> Work task: Report every line of the data where the string "lawn" appears.

Dataset entries:
####################
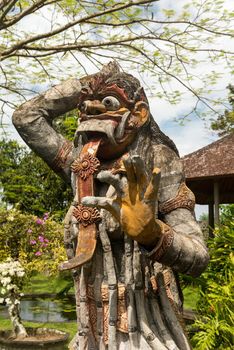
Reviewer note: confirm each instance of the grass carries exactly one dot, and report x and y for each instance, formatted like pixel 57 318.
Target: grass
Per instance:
pixel 69 327
pixel 40 284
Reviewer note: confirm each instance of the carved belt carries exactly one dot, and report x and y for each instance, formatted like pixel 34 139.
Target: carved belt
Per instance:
pixel 84 168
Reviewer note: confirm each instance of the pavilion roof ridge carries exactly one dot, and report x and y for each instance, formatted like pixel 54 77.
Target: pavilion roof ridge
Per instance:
pixel 209 146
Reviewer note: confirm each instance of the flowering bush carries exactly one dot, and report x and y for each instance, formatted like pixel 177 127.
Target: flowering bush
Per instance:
pixel 11 282
pixel 36 242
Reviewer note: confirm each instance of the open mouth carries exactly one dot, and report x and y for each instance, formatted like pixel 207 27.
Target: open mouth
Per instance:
pixel 103 126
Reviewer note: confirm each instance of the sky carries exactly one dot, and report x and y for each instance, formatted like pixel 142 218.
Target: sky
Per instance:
pixel 194 134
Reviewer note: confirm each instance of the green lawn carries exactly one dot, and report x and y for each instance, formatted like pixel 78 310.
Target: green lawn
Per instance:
pixel 43 284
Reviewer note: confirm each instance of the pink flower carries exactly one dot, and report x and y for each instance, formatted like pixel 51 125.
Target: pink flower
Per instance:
pixel 38 253
pixel 39 221
pixel 41 239
pixel 45 216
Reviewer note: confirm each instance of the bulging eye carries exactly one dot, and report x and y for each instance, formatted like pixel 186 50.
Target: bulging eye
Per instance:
pixel 111 103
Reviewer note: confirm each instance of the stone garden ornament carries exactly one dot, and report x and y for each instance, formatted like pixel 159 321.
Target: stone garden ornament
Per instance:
pixel 130 228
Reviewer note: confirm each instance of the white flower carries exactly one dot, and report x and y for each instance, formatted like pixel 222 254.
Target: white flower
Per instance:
pixel 5 281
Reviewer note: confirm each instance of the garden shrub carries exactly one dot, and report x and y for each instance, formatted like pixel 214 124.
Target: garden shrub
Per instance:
pixel 215 306
pixel 36 242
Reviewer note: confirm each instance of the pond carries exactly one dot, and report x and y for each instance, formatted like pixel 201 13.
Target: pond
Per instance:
pixel 45 310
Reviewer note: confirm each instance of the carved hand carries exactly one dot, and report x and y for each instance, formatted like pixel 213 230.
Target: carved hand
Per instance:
pixel 134 204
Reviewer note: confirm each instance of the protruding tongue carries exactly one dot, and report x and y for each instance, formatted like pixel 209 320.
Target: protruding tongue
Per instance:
pixel 106 127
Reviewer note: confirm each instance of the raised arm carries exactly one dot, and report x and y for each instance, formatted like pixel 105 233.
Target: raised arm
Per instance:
pixel 33 121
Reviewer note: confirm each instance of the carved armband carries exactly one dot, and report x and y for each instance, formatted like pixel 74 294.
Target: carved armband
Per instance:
pixel 62 155
pixel 184 199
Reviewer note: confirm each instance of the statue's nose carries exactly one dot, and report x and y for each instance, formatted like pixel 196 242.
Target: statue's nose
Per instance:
pixel 93 107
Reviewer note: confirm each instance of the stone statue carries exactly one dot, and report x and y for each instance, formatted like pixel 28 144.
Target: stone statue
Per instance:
pixel 131 227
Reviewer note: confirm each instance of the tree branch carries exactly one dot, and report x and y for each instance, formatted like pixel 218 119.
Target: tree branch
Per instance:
pixel 71 24
pixel 9 7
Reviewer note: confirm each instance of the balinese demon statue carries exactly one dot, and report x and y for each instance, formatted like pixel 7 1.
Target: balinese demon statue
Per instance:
pixel 130 228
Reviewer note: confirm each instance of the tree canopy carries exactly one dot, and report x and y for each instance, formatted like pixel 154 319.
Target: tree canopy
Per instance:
pixel 44 41
pixel 224 124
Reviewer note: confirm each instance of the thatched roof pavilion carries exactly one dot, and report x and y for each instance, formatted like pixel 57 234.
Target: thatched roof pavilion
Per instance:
pixel 210 174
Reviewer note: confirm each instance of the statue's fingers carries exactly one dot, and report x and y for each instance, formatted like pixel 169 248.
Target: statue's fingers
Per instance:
pixel 139 168
pixel 114 180
pixel 103 203
pixel 132 181
pixel 152 189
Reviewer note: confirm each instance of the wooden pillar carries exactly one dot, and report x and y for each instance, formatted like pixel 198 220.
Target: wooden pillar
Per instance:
pixel 211 219
pixel 216 203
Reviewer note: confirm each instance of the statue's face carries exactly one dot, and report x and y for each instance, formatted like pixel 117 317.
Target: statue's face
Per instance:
pixel 109 115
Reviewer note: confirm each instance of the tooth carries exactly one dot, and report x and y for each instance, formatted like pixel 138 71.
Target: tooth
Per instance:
pixel 121 128
pixel 104 126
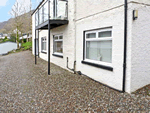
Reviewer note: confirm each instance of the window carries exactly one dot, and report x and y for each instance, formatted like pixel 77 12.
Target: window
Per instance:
pixel 43 44
pixel 58 45
pixel 98 46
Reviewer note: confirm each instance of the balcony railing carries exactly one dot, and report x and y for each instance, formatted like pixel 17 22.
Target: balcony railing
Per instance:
pixel 58 11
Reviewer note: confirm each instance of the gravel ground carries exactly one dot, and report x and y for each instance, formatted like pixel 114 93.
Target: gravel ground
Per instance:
pixel 25 87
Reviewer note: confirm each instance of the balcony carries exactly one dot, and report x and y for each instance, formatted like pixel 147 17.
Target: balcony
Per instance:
pixel 56 11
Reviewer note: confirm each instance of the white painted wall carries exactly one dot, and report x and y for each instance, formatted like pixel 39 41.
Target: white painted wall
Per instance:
pixel 114 18
pixel 140 73
pixel 89 15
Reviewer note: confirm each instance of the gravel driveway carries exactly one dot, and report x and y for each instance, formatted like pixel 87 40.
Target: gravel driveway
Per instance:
pixel 25 87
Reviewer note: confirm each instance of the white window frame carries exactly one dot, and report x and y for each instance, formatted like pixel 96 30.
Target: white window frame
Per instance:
pixel 97 39
pixel 43 39
pixel 57 40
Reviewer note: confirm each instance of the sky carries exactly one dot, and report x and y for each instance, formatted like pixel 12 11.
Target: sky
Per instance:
pixel 6 5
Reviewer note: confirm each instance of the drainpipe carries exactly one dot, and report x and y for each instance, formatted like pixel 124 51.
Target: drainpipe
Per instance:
pixel 48 37
pixel 75 55
pixel 125 45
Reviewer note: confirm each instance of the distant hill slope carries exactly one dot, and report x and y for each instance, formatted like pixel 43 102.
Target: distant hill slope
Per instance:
pixel 2 24
pixel 7 24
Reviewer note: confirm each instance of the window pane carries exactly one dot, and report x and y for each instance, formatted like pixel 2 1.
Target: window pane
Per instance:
pixel 56 37
pixel 60 37
pixel 104 34
pixel 58 47
pixel 43 44
pixel 99 51
pixel 61 10
pixel 91 35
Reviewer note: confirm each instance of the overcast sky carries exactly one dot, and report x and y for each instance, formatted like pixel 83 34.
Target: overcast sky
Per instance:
pixel 6 5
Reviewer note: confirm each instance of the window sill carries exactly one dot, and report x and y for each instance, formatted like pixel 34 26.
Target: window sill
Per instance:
pixel 43 52
pixel 98 65
pixel 60 56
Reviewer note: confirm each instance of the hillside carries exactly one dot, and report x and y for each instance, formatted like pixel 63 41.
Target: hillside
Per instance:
pixel 6 26
pixel 2 24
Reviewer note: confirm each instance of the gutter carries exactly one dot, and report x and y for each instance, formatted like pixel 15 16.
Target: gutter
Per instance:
pixel 125 45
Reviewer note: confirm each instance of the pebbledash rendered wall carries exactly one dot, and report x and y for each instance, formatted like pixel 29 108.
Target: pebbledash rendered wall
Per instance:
pixel 102 14
pixel 140 47
pixel 68 32
pixel 87 15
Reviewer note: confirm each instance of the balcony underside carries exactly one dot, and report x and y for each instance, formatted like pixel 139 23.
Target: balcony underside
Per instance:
pixel 53 24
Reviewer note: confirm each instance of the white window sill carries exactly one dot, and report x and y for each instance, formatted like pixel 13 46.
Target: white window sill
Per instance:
pixel 98 64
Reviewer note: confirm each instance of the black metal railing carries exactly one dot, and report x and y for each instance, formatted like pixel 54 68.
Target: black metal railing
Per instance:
pixel 58 11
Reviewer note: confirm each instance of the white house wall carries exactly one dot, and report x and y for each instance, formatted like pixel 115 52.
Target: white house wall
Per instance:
pixel 94 14
pixel 140 48
pixel 114 18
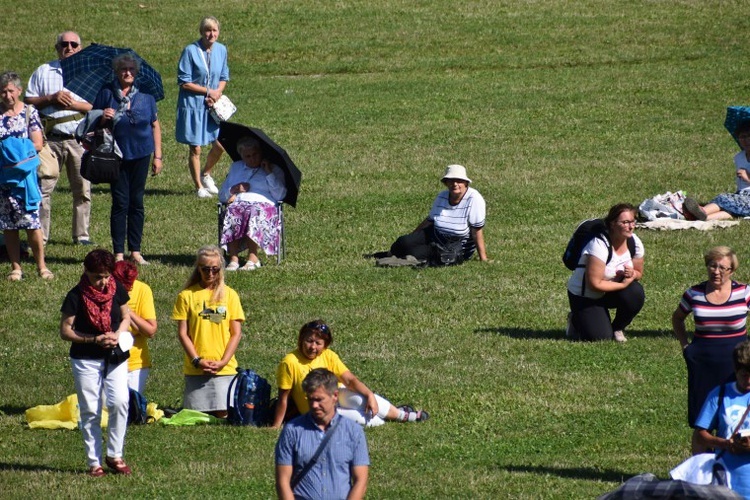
####################
> Response box:
Reviewer note: confirm each instance of the green lawn carries exactly one dot, and report x and y for each instance, formatted like pixel 78 310.
Target: green lawn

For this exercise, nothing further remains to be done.